**Exercise description**. From the line containing "around the neighboring" down to the last line of the records below, copy every line exactly. Leave out everything before it.

--- START Input records ---

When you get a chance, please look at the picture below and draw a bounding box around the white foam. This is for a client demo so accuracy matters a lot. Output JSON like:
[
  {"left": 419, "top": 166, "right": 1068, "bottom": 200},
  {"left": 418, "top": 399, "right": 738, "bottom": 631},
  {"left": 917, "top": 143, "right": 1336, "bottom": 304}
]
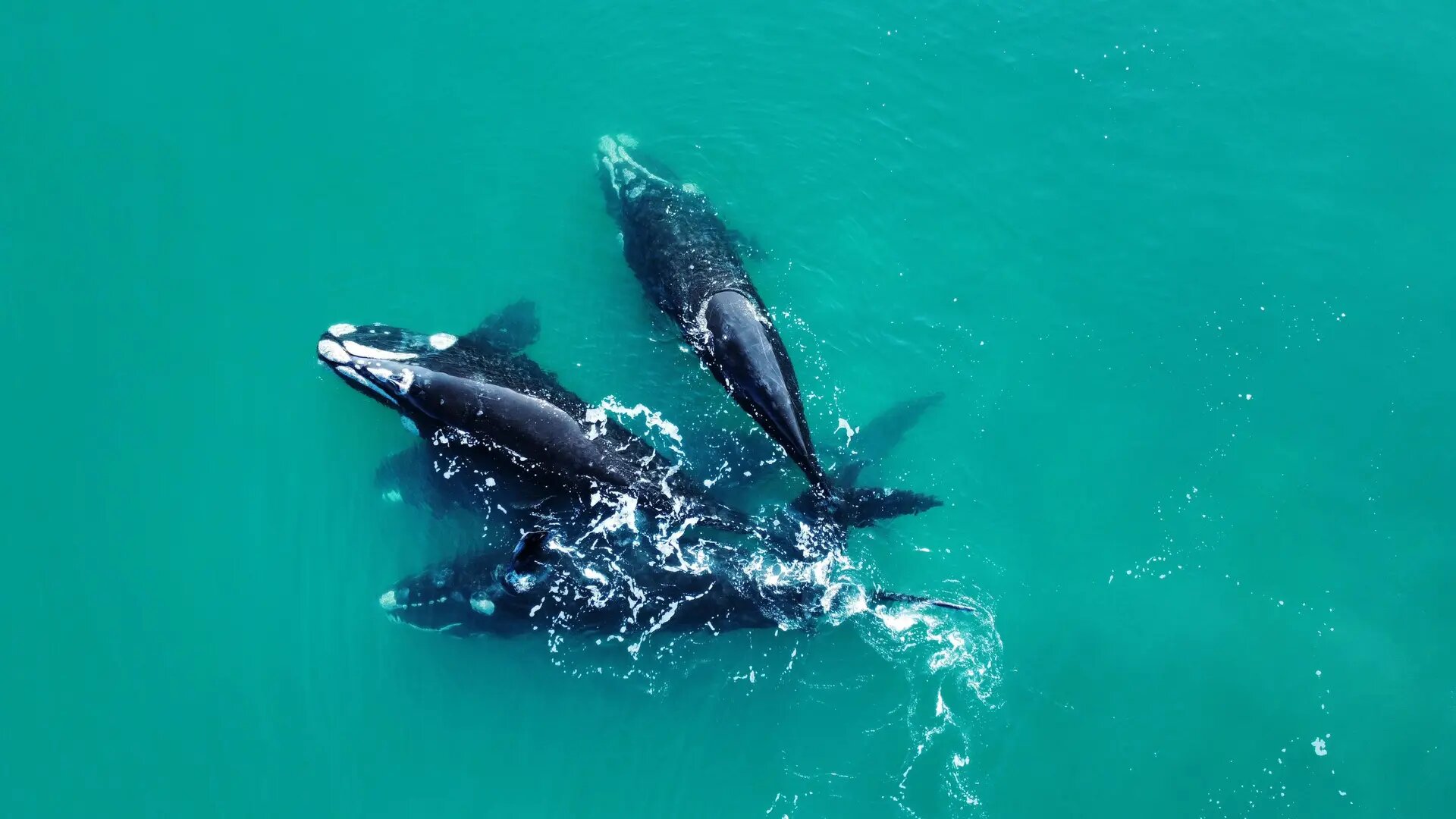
[
  {"left": 344, "top": 341, "right": 419, "bottom": 362},
  {"left": 318, "top": 338, "right": 350, "bottom": 364}
]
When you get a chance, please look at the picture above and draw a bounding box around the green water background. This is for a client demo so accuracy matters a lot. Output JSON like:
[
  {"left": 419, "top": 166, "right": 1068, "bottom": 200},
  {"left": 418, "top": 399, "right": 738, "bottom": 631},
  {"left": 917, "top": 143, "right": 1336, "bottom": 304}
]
[{"left": 0, "top": 2, "right": 1456, "bottom": 817}]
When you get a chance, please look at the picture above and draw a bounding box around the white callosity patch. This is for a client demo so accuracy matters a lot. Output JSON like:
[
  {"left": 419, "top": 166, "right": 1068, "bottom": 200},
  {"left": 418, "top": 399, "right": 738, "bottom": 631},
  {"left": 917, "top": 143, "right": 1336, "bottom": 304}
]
[
  {"left": 344, "top": 340, "right": 419, "bottom": 362},
  {"left": 318, "top": 338, "right": 350, "bottom": 364}
]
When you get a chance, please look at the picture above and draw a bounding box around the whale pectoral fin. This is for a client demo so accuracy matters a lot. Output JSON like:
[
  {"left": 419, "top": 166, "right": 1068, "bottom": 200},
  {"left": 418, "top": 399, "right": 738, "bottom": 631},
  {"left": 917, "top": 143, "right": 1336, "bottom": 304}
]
[
  {"left": 511, "top": 529, "right": 556, "bottom": 574},
  {"left": 462, "top": 299, "right": 541, "bottom": 353},
  {"left": 849, "top": 392, "right": 945, "bottom": 463}
]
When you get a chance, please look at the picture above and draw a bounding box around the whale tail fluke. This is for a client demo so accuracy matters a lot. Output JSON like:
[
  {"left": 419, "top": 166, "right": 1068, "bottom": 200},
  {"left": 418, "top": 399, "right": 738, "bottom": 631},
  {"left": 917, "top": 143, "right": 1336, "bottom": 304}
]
[{"left": 869, "top": 588, "right": 980, "bottom": 613}]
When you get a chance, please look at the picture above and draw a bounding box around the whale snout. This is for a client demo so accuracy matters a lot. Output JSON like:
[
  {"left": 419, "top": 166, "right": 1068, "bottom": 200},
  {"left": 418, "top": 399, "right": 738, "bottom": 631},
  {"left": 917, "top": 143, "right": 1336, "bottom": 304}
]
[{"left": 703, "top": 290, "right": 824, "bottom": 484}]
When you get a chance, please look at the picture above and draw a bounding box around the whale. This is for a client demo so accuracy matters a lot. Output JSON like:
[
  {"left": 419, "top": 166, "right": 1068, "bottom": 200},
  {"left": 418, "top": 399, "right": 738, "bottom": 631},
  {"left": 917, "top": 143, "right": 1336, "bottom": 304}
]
[
  {"left": 378, "top": 395, "right": 955, "bottom": 637},
  {"left": 597, "top": 137, "right": 828, "bottom": 488},
  {"left": 318, "top": 302, "right": 753, "bottom": 532}
]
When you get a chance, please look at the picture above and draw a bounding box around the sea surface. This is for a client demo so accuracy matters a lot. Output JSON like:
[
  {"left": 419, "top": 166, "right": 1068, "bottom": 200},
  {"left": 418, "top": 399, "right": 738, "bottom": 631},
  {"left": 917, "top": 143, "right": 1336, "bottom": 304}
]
[{"left": 0, "top": 0, "right": 1456, "bottom": 819}]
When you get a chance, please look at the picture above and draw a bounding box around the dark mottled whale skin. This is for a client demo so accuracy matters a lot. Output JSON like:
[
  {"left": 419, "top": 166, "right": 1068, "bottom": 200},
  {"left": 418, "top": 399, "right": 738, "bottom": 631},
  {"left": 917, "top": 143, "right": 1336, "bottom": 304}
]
[
  {"left": 380, "top": 397, "right": 974, "bottom": 637},
  {"left": 318, "top": 303, "right": 752, "bottom": 532},
  {"left": 597, "top": 137, "right": 826, "bottom": 487},
  {"left": 378, "top": 521, "right": 975, "bottom": 637}
]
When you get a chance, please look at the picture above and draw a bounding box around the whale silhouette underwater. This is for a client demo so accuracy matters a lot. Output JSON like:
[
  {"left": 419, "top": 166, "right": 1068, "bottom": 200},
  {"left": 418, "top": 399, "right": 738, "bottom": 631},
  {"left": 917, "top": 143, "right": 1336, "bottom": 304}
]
[{"left": 316, "top": 137, "right": 978, "bottom": 635}]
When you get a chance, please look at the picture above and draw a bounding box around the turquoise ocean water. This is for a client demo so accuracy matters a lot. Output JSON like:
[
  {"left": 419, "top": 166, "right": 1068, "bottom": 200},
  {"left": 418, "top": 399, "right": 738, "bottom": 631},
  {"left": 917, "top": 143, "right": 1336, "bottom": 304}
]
[{"left": 0, "top": 0, "right": 1456, "bottom": 819}]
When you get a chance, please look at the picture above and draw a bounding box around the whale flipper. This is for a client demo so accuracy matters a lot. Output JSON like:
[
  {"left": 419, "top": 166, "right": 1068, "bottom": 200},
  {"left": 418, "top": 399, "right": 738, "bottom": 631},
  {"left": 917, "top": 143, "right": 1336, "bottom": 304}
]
[
  {"left": 511, "top": 529, "right": 555, "bottom": 574},
  {"left": 842, "top": 487, "right": 942, "bottom": 528},
  {"left": 463, "top": 299, "right": 541, "bottom": 353}
]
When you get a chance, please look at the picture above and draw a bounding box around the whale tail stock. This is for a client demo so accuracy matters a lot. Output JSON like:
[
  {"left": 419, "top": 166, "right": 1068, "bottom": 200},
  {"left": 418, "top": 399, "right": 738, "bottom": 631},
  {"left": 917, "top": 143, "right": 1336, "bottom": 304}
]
[{"left": 869, "top": 588, "right": 980, "bottom": 613}]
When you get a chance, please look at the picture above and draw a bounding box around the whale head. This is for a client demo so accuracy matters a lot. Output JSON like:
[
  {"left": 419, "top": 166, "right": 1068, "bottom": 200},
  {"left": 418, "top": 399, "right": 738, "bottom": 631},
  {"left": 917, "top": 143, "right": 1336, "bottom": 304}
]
[
  {"left": 318, "top": 324, "right": 474, "bottom": 425},
  {"left": 701, "top": 290, "right": 826, "bottom": 485},
  {"left": 318, "top": 324, "right": 456, "bottom": 410},
  {"left": 378, "top": 531, "right": 560, "bottom": 637},
  {"left": 597, "top": 134, "right": 690, "bottom": 215}
]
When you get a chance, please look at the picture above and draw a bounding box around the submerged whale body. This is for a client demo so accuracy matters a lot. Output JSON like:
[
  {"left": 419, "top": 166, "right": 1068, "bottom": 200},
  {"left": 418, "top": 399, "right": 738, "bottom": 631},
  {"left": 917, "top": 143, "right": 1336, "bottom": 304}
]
[
  {"left": 597, "top": 137, "right": 827, "bottom": 487},
  {"left": 318, "top": 303, "right": 752, "bottom": 532},
  {"left": 380, "top": 397, "right": 971, "bottom": 635},
  {"left": 378, "top": 521, "right": 975, "bottom": 637}
]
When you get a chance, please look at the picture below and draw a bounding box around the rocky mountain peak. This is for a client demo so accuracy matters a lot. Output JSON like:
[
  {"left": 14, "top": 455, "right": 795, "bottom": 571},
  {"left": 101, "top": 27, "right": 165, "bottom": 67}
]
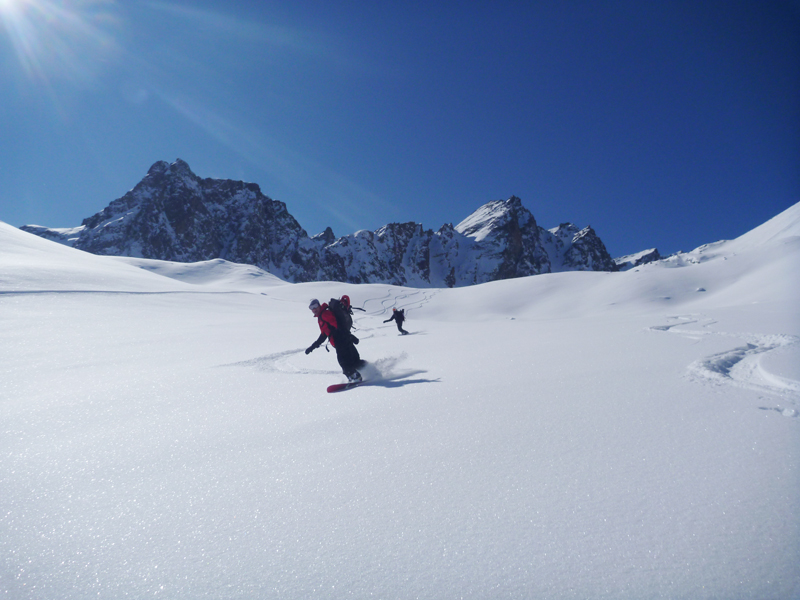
[{"left": 18, "top": 159, "right": 616, "bottom": 287}]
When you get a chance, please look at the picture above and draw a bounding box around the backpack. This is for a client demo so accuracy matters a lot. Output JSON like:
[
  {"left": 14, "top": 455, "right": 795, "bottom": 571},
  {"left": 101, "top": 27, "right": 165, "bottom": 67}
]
[{"left": 328, "top": 298, "right": 353, "bottom": 333}]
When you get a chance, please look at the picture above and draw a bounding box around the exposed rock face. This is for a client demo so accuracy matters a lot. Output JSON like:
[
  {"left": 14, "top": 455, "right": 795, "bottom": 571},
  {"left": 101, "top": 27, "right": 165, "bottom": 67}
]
[
  {"left": 614, "top": 248, "right": 662, "bottom": 271},
  {"left": 17, "top": 159, "right": 617, "bottom": 287}
]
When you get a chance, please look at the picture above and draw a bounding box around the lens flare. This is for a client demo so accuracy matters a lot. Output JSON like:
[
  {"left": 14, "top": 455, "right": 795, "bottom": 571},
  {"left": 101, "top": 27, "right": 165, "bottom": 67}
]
[{"left": 0, "top": 0, "right": 119, "bottom": 86}]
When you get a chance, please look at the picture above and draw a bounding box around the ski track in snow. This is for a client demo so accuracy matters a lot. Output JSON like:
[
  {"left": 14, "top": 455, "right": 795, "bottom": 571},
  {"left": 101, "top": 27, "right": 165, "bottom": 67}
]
[{"left": 649, "top": 315, "right": 800, "bottom": 417}]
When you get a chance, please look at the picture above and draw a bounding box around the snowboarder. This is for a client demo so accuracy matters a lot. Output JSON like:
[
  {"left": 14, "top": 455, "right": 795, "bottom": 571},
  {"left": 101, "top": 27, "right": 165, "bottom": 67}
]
[
  {"left": 306, "top": 299, "right": 363, "bottom": 383},
  {"left": 384, "top": 308, "right": 408, "bottom": 335}
]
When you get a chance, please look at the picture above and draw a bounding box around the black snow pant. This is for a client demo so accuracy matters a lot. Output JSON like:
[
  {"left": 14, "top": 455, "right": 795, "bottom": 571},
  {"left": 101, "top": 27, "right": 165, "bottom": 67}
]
[{"left": 334, "top": 334, "right": 361, "bottom": 377}]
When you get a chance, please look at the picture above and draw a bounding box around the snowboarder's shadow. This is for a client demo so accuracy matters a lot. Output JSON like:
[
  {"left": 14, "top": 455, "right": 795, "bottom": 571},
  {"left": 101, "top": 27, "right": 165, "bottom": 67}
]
[{"left": 370, "top": 370, "right": 441, "bottom": 388}]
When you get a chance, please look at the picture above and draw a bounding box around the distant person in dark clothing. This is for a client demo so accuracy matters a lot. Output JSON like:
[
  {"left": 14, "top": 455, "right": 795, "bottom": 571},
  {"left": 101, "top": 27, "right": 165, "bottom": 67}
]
[{"left": 384, "top": 308, "right": 408, "bottom": 335}]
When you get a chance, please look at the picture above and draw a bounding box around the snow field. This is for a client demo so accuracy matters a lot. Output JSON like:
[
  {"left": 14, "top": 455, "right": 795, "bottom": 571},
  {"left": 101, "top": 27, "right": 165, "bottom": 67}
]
[{"left": 0, "top": 209, "right": 800, "bottom": 599}]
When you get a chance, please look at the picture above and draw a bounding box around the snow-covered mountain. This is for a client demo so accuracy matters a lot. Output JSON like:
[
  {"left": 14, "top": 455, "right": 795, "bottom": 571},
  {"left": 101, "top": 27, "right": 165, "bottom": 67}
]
[
  {"left": 0, "top": 204, "right": 800, "bottom": 600},
  {"left": 21, "top": 159, "right": 616, "bottom": 287}
]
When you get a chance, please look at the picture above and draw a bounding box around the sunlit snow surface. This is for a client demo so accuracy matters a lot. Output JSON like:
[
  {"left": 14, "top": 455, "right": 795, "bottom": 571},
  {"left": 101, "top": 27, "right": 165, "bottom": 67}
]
[{"left": 0, "top": 206, "right": 800, "bottom": 600}]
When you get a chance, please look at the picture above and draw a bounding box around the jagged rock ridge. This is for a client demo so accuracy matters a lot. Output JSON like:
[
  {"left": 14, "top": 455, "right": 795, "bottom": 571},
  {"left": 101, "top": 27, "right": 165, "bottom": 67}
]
[{"left": 22, "top": 159, "right": 617, "bottom": 287}]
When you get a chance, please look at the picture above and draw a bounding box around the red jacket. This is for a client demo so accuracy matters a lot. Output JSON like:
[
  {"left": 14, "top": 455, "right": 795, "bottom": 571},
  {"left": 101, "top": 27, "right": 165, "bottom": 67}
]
[{"left": 317, "top": 303, "right": 336, "bottom": 348}]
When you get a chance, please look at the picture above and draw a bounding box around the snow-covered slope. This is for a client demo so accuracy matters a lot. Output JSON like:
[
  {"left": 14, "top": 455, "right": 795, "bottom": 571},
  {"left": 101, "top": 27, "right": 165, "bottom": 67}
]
[{"left": 0, "top": 206, "right": 800, "bottom": 599}]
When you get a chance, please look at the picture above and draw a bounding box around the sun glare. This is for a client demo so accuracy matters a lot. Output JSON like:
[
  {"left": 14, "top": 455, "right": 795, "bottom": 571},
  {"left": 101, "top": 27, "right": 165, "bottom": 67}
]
[{"left": 0, "top": 0, "right": 118, "bottom": 85}]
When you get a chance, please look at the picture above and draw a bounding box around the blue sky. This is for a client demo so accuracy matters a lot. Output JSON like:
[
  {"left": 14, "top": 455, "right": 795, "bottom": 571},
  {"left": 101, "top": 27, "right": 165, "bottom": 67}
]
[{"left": 0, "top": 0, "right": 800, "bottom": 256}]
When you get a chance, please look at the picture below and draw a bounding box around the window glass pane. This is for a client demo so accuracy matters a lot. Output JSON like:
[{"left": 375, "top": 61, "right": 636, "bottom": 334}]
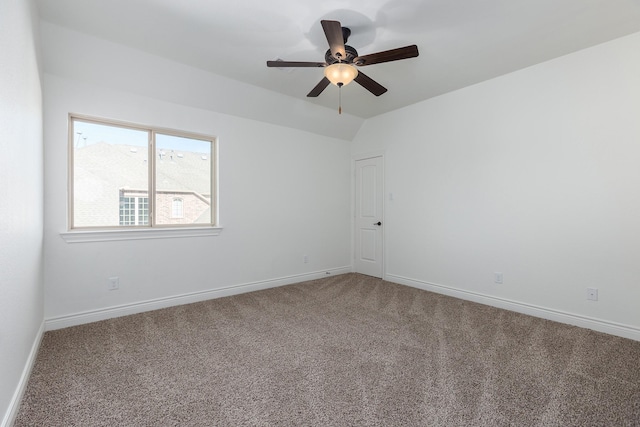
[
  {"left": 155, "top": 133, "right": 212, "bottom": 225},
  {"left": 72, "top": 119, "right": 149, "bottom": 227}
]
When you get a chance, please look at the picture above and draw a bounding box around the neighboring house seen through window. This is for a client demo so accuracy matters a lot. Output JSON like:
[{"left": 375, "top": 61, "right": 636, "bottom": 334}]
[
  {"left": 171, "top": 199, "right": 184, "bottom": 218},
  {"left": 69, "top": 115, "right": 216, "bottom": 229}
]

--- END Input records ---

**Finished answer**.
When you get a chance, please look at the picture above and draw a bounding box around the neighboring house seen through window. This is for a client demo so accuracy matters a lot. Output JSON like:
[{"left": 375, "top": 61, "right": 636, "bottom": 334}]
[
  {"left": 171, "top": 199, "right": 184, "bottom": 218},
  {"left": 69, "top": 115, "right": 216, "bottom": 229}
]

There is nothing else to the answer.